(Beginning of TEXT)
How To Recognize the Symptoms of ADHD

By: infoserv
An ADHD diagnosis is not formal until formal tests have been given by a licensed psychologist or other mental health professional. Unfortunately, these days school teachers are the ones making the diagnosis when they usually have no qualifications to be able to do so. I think it is good to be cautious in diagnosing disorders and loosely labeling children with ADHD when that may not truly be the case. Often times symptoms of ADHD look like a lot of other things, and it is extremely important to a child's well-being to be careful in the process of evaluating them. It is important and essential, though, that school teachers are keeping their eyes and ears open while teaching. If they notice that a child is having more difficulties than other kids, first tell the parents. Then make sure that something is done about getting the child tested for ADHD and other learning disabilities. Some children do not get tested, and they struggle in school and life when they don't have to. Education and counseling early can really prevent children with ADHD in having as many struggles that tend to hold them back in various ways.

After is has been decided that a child should be tested for ADHD, it needed to be decided which ADHD test should be taken to evaluate for the disorder. There are a few different tests that will effectively diagnosis the presence of ADHD. The first step that should be taken, though, should be to rule out a physical disorder that has similar symptoms to ADHD. A general physician will be able to rule out that your child has some sort of physical problem, such as a thyroid problem.

After the child has seen a medical doctor, the next step will be to meet with a psychologist or other licensed mental health professional. They will be able to give your child the necessary tests to diagnose ADHD. You will be able to find specialists through CHADD, which is national organization that educates and helps people with ADHD.

When you find a qualified mental health professional, your first initial meetings will involve your child and a family member that has known the child since they were young. The mental health professional will get a detailed personal history from your child's point of view as well as the family member's point of view.
(End of TEXT)
(Beginning of EXERCISE DATA)
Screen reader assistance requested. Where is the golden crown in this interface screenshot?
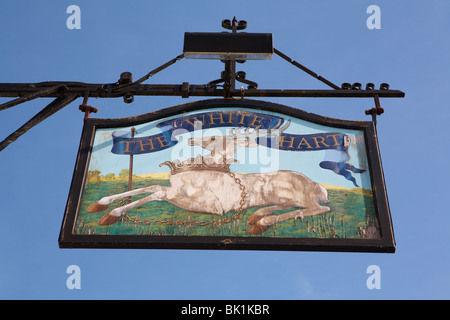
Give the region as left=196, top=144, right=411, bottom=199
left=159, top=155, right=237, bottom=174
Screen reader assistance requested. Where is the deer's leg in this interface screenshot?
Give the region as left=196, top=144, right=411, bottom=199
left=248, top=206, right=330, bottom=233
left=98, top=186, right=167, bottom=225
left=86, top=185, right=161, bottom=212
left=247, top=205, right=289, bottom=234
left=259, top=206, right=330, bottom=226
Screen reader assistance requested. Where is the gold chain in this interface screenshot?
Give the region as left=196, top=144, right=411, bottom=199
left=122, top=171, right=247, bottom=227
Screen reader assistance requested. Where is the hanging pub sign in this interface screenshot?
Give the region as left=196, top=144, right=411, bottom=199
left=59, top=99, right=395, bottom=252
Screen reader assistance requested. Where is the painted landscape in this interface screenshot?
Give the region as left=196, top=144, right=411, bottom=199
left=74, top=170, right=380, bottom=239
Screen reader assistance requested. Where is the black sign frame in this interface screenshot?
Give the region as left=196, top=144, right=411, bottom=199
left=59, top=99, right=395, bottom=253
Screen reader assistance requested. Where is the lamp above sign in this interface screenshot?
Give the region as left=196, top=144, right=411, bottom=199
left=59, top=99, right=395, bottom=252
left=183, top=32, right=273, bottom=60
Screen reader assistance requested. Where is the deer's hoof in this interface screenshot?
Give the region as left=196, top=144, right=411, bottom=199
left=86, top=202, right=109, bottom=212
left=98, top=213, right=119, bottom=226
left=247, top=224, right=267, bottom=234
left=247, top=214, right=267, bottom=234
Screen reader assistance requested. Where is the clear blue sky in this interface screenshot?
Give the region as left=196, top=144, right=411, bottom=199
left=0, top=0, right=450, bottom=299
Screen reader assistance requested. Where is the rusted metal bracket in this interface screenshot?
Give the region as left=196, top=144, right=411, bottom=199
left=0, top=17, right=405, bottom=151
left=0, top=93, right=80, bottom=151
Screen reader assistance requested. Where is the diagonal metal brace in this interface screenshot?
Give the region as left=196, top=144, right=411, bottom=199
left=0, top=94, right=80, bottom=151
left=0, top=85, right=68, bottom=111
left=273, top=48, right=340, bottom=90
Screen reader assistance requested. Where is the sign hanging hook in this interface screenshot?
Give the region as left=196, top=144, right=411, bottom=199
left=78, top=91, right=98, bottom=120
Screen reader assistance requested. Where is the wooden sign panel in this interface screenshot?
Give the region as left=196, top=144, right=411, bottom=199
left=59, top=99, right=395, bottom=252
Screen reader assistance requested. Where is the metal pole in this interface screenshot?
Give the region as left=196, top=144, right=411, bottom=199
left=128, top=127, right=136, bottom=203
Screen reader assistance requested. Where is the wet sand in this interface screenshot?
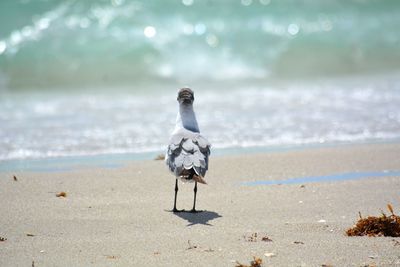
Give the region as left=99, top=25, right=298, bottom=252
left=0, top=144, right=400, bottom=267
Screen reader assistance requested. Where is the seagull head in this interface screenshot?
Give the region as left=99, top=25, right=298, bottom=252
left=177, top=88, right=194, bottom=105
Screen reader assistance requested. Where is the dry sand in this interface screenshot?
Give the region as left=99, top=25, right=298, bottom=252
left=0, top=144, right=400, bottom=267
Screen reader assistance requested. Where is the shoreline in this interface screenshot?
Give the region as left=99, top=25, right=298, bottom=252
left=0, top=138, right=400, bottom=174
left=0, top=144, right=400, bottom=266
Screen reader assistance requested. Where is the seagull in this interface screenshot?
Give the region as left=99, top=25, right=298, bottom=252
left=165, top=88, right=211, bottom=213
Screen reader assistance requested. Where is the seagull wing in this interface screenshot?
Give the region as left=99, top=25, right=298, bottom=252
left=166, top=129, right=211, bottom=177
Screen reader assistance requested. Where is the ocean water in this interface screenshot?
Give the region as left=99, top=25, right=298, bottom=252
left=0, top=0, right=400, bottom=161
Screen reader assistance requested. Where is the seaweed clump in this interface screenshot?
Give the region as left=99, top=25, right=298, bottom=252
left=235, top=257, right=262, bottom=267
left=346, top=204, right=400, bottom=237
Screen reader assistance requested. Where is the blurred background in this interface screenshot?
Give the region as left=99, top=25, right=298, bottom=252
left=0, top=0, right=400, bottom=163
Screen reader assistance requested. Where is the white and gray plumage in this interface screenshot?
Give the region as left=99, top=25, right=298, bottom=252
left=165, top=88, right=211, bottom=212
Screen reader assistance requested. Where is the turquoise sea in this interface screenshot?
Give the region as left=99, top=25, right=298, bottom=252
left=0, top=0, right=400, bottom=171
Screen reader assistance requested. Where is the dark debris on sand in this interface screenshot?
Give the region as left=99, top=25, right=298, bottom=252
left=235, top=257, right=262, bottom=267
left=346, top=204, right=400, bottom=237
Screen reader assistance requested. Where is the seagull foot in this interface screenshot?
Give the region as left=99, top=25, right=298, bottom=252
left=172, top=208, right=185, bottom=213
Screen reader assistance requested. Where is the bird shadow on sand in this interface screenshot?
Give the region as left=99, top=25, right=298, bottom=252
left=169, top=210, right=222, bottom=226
(End of EXERCISE DATA)
(Beginning of EXERCISE DATA)
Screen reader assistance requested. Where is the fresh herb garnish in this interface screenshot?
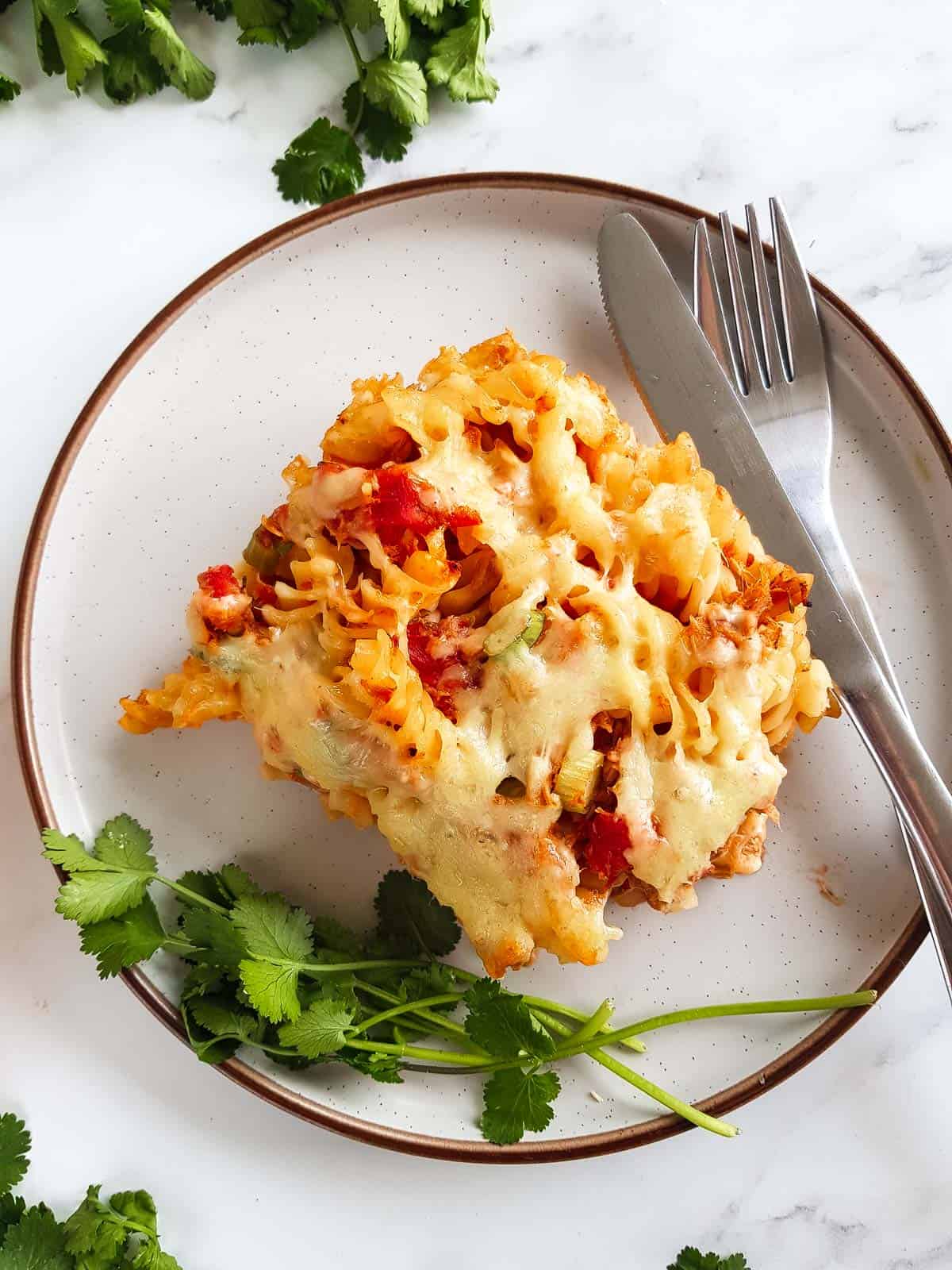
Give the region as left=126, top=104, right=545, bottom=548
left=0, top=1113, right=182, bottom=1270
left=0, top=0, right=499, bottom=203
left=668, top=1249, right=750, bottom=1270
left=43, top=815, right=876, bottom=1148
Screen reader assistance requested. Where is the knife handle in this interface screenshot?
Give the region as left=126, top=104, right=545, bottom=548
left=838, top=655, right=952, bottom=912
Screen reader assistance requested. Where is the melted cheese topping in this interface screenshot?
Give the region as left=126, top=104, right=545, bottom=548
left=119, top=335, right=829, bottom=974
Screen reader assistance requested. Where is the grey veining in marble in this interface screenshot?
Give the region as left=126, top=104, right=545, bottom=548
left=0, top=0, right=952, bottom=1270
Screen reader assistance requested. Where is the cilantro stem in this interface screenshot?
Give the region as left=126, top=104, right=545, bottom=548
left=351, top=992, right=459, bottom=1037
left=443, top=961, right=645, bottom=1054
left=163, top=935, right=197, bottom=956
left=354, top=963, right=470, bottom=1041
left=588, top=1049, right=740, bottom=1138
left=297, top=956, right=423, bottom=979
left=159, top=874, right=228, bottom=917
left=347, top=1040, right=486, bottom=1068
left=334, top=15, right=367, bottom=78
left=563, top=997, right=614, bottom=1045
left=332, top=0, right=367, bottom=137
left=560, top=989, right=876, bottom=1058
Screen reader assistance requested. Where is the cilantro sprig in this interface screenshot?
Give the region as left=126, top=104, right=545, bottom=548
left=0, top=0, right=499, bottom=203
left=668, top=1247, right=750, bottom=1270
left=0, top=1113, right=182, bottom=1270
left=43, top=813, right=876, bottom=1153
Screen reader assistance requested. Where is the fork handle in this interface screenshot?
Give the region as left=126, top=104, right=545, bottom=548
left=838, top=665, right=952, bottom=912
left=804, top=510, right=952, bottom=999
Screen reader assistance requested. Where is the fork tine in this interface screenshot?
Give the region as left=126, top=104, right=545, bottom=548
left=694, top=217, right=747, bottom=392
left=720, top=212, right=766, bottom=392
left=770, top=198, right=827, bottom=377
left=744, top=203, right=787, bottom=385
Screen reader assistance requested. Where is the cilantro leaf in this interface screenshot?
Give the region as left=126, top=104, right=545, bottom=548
(End of EXERCISE DATA)
(Beginning of EXERCISE DATA)
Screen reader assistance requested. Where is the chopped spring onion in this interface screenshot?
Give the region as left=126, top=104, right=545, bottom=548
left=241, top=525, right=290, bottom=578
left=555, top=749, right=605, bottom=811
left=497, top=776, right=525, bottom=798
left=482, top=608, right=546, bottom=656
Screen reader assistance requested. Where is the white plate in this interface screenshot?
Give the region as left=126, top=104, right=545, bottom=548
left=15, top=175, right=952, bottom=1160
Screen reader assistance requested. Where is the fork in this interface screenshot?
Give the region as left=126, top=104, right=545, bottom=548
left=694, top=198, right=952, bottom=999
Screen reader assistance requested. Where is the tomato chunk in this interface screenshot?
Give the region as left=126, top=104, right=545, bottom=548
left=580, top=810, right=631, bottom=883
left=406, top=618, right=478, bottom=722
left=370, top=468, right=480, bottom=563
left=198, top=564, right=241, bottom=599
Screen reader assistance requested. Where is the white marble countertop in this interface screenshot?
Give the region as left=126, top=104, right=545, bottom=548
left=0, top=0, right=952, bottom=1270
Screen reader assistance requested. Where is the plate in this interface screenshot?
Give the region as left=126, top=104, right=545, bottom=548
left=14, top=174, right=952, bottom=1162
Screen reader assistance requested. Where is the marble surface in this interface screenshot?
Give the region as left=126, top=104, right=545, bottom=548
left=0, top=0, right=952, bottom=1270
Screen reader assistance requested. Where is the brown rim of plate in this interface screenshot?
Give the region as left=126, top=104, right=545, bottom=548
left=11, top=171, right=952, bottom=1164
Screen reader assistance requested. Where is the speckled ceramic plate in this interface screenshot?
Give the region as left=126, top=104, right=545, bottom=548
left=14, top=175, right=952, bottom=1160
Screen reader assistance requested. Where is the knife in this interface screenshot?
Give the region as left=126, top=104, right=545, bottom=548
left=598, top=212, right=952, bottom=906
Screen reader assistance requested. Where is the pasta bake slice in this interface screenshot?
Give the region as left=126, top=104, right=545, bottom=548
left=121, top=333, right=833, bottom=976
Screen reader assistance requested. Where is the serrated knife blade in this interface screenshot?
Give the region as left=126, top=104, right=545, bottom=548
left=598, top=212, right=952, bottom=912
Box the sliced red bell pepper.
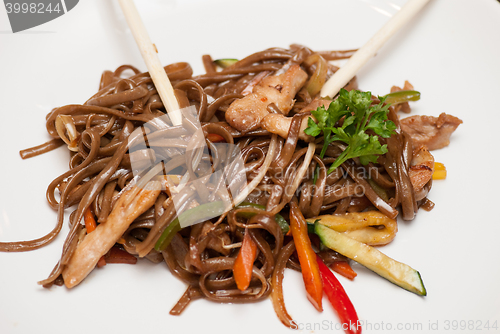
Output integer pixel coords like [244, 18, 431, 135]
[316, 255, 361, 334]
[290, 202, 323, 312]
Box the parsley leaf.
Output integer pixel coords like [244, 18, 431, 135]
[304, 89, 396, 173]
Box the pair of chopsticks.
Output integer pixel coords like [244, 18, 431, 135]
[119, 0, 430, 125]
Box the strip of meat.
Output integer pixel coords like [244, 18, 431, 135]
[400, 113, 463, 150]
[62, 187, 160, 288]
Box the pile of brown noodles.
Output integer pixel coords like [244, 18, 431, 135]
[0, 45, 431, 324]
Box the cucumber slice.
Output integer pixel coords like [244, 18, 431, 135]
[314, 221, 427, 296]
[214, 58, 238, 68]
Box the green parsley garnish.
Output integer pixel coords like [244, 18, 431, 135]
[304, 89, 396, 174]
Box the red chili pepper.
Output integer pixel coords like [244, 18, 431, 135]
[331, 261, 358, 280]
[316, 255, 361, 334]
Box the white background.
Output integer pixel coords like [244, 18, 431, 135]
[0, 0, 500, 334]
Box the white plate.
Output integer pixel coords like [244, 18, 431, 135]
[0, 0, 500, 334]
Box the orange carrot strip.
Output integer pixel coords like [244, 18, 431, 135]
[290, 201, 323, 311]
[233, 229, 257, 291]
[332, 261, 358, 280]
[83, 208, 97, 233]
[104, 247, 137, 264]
(End of EXERCISE DATA)
- _PROBLEM_:
Please reproduce word for word the part of the ADHD article that opens with the words containing "When you find" and closes with "point of view.". The records have no connection to the ADHD article.

- _FINAL ANSWER_:
When you find a qualified mental health professional, your first initial meetings will involve your child and a family member that has known the child since they were young. The mental health professional will get a detailed personal history from your child's point of view as well as the family member's point of view.